» Selected text:

Bad Jamie drinks too much, takes pills swiped from his uncle, and is a bane to his whole family. Even in death, his grandmothers can't quit trying to take care of him; they come back as woodpeckers and circle through his life with disapproving guidance. They are some of the few who see a beauty buried deep in Bad Jamie's soul. The rest of Bad Jamie's world is populated by other shapeshifting women, a son who sets fire with his angry footsteps, and family who are only a tiny step removed from their lush southern Appalachian environment. Bad Jamie's world is tinted by the magic that comes from those low, old mountains. Author Jessica Fordham Kidd draws upon her love of her family's home place and a storytelling tradition to create the characters and landscapes in the narrative poetry of Bad Jamie.

 

Jessica Fordham Kidd is a lifelong Alabamian. She teaches for the English department at the University of Alabama and also serves as the Associate Director of the First-Year Writing Program.

This is the truth of a far-away look. In an astounding series of magical realist poems, Bad Jamie fashions the collective memory of a wounded southern family. With deft and uncannily fluid poems, Kidd constructs a world that resonates. Here, the animals, half-humans (and beings in between) may never exit rooms, in spirit nor physically: they remain and exist in several iterations of themselves. Kidd is deliberate in her characterization of Bad Jamie, a ne’er-do-well who wanders the outside world, orbiting his family and the children he’s neglected.

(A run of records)
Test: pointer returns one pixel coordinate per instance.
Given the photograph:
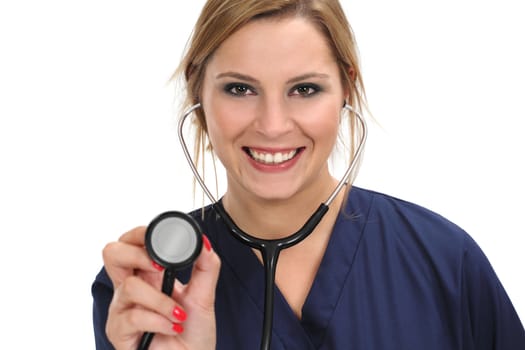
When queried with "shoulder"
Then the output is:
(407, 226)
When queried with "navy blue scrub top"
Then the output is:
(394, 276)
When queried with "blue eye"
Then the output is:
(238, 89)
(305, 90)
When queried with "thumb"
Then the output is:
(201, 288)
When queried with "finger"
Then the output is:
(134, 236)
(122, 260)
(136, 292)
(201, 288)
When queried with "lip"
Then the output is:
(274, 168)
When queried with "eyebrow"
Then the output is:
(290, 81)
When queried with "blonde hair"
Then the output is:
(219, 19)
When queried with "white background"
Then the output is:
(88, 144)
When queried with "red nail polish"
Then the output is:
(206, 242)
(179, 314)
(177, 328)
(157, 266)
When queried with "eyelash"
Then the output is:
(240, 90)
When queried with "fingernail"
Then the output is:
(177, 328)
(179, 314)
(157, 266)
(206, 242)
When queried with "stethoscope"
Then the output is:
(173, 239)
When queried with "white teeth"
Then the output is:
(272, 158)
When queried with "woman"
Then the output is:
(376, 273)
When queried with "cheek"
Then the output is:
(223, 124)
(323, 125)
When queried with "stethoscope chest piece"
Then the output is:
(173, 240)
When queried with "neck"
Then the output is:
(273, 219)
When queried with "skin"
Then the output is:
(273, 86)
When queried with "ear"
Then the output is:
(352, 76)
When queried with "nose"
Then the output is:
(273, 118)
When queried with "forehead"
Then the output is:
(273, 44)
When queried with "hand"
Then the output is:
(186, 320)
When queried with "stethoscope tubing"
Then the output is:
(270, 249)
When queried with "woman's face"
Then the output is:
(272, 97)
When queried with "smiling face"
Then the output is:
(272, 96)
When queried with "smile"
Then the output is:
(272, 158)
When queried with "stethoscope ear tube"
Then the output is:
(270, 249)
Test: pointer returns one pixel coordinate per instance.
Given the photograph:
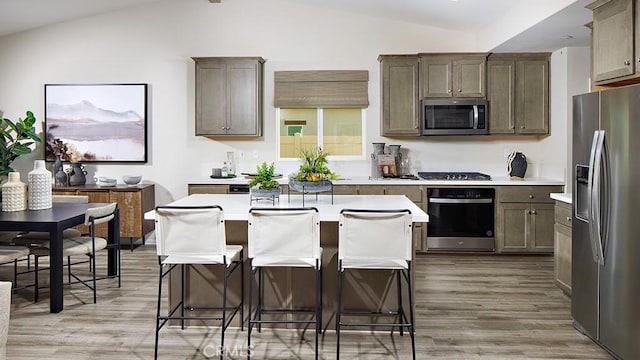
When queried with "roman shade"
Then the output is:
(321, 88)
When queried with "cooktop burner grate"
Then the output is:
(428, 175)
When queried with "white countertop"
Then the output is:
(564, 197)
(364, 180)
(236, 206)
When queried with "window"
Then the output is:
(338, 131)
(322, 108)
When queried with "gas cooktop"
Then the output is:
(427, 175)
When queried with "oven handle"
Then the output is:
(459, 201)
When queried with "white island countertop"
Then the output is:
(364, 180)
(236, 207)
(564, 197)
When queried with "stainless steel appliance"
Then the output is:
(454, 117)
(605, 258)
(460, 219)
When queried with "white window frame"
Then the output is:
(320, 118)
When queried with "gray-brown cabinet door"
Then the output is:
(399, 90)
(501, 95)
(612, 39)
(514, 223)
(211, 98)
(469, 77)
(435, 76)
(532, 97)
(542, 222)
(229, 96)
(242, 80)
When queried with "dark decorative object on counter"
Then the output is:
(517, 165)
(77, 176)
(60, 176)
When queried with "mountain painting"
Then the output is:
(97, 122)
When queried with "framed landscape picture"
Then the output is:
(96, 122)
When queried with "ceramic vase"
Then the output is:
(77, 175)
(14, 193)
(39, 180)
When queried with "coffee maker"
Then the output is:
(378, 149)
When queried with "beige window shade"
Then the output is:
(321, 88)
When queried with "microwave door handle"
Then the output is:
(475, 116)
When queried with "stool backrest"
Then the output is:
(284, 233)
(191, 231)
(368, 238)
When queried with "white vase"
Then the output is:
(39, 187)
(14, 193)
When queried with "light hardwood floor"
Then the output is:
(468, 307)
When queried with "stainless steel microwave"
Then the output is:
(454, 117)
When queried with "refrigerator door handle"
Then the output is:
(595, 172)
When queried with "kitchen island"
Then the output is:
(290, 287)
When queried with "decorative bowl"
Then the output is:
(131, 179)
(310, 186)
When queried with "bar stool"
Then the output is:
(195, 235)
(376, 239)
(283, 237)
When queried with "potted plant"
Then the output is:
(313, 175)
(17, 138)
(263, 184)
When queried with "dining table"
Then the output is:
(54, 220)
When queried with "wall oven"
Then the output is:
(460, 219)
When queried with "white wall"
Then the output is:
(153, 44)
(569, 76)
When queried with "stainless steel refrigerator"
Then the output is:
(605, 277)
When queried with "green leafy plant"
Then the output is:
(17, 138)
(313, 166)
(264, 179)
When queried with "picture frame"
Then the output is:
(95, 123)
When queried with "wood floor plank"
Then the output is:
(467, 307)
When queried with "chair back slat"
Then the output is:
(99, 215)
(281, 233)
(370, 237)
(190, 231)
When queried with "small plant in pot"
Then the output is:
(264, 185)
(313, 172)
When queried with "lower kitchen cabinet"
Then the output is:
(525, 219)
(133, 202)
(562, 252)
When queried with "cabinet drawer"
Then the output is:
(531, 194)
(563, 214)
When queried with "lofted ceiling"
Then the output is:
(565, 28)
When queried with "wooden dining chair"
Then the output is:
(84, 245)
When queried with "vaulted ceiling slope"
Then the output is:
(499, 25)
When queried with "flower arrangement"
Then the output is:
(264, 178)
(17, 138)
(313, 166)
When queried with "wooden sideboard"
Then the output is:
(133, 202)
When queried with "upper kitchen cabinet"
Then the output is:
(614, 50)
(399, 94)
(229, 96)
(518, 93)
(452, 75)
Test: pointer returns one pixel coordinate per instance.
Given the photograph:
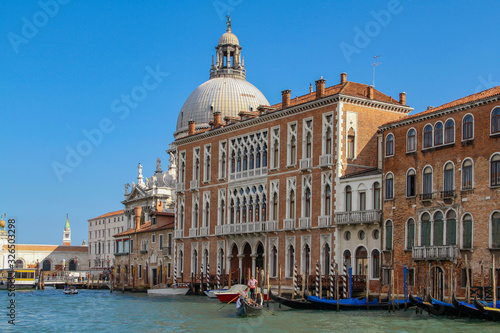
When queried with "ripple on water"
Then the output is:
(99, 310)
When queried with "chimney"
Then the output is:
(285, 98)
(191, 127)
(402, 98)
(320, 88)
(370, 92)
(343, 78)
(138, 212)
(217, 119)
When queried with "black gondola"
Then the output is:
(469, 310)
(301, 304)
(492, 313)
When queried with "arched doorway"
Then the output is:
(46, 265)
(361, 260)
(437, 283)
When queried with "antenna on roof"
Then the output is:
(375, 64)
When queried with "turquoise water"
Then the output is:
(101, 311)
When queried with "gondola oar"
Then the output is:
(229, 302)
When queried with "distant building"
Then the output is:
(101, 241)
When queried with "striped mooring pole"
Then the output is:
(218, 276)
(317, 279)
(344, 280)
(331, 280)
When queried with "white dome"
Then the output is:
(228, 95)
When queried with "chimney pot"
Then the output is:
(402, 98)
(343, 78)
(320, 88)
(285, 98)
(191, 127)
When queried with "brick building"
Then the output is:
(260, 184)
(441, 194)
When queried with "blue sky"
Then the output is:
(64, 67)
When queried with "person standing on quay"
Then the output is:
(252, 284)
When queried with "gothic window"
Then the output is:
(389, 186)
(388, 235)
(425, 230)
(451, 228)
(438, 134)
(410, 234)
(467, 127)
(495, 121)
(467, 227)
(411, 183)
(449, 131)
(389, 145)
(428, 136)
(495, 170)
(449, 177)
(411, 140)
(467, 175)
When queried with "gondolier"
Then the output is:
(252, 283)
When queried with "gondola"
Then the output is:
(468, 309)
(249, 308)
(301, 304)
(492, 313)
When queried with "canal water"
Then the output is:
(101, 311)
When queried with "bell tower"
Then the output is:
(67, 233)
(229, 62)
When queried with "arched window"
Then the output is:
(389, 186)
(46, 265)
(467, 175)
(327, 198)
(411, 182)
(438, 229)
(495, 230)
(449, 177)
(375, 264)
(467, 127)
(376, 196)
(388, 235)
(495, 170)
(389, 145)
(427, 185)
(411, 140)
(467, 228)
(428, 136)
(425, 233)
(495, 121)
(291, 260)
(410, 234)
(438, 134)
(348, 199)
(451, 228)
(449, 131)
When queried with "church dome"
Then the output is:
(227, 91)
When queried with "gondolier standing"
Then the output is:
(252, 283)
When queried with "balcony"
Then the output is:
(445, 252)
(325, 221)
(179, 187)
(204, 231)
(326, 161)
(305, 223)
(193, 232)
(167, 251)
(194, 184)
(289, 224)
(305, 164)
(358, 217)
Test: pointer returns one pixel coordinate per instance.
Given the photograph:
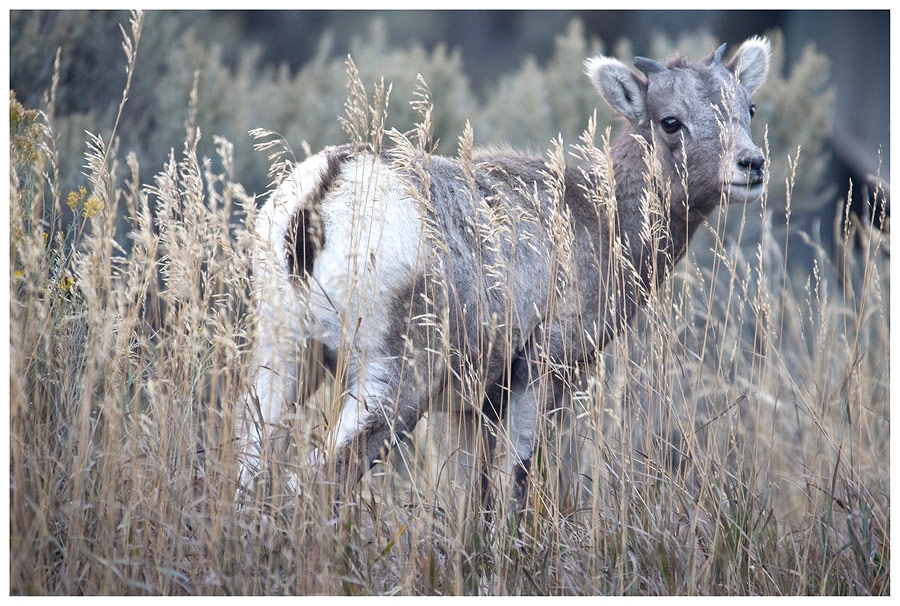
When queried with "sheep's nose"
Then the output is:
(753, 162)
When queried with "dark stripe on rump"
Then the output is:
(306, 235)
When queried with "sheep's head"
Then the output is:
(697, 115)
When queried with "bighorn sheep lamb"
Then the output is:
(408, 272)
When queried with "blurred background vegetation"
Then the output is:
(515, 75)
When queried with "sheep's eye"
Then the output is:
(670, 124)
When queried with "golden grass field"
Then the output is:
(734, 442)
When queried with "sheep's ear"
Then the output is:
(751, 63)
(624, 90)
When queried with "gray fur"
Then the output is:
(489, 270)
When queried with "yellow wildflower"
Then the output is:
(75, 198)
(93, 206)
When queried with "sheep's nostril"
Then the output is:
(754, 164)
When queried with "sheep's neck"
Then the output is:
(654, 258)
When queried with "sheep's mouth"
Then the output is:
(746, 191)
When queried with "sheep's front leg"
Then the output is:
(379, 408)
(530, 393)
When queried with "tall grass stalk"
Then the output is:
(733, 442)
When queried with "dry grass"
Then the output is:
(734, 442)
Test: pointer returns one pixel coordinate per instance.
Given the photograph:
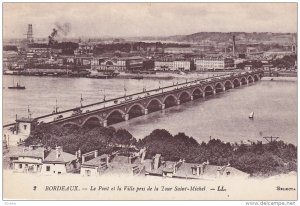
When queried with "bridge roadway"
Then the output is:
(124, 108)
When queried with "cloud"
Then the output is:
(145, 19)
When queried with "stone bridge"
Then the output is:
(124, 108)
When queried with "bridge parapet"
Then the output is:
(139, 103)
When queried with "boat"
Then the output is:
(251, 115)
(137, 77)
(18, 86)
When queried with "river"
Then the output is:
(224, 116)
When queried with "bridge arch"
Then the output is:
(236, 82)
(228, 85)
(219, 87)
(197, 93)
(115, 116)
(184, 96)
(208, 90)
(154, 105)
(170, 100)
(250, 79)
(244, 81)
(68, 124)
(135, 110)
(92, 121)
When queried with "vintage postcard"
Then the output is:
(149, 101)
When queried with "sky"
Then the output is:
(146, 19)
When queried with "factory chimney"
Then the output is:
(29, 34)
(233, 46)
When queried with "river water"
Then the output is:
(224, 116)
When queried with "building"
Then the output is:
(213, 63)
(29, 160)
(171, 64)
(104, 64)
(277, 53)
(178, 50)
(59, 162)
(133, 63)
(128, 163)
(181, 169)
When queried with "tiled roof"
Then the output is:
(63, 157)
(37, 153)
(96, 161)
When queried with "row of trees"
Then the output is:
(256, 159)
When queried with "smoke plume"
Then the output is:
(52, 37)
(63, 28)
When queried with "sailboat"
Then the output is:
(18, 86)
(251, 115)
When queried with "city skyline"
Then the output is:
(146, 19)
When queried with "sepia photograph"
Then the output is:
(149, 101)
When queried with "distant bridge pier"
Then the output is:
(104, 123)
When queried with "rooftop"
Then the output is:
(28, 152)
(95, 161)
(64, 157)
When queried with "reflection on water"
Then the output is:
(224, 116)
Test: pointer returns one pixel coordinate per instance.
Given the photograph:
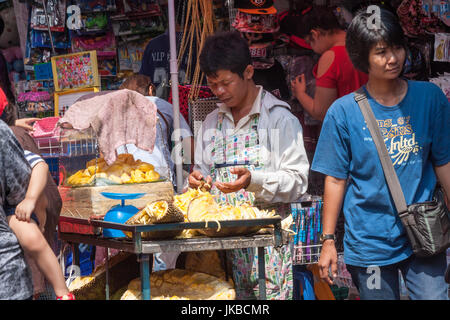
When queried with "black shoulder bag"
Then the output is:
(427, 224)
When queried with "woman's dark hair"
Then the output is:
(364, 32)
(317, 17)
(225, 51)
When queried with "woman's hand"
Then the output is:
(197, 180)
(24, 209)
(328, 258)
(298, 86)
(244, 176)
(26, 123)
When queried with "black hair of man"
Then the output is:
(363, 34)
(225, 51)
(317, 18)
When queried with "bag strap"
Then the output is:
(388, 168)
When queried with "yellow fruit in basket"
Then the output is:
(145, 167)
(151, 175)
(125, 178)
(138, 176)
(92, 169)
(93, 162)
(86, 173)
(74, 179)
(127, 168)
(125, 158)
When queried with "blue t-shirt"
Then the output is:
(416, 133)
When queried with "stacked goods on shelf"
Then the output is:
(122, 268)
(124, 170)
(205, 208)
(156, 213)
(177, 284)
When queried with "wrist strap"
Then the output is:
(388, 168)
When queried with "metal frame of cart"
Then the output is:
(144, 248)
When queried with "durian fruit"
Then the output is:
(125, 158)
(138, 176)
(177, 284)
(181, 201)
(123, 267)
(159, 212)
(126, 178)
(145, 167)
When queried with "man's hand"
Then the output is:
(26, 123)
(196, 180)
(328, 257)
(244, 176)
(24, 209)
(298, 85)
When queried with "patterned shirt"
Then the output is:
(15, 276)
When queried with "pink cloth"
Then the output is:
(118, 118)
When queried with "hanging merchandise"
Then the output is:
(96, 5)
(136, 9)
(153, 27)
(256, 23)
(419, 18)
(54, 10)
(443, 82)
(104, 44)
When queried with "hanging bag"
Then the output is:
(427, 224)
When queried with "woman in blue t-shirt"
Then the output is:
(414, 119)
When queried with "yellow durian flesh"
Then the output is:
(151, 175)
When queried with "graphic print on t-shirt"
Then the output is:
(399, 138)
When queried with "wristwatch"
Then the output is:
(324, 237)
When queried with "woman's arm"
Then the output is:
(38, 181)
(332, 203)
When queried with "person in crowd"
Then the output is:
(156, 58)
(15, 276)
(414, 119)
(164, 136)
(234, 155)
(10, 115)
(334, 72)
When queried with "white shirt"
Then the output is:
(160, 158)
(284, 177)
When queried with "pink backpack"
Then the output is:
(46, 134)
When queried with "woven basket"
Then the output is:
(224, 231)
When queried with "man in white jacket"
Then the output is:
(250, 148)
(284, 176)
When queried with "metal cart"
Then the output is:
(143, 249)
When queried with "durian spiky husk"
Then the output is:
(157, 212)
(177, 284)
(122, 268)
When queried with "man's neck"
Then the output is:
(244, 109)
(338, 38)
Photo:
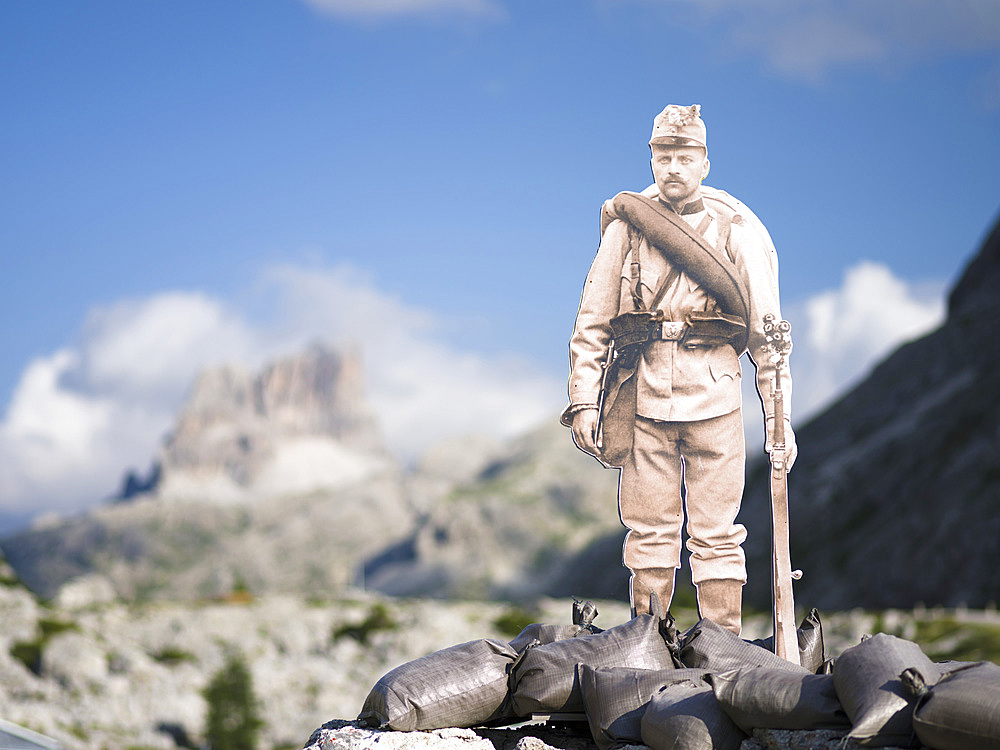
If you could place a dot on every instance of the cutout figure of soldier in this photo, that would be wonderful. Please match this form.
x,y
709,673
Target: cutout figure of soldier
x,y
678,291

» Aim of the exercise:
Rewrite the Bad Jamie description above from "Jessica Fordham Kidd is" up to and including "children he’s neglected.", replacing "poems" with "verses".

» Solution to the exercise:
Jessica Fordham Kidd is a lifelong Alabamian. She teaches for the English department at the University of Alabama and also serves as the Associate Director of the First-Year Writing Program.

This is the truth of a far-away look. In an astounding series of magical realist verses, Bad Jamie fashions the collective memory of a wounded southern family. With deft and uncannily fluid verses, Kidd constructs a world that resonates. Here, the animals, half-humans (and beings in between) may never exit rooms, in spirit nor physically: they remain and exist in several iterations of themselves. Kidd is deliberate in her characterization of Bad Jamie, a ne’er-do-well who wanders the outside world, orbiting his family and the children he’s neglected.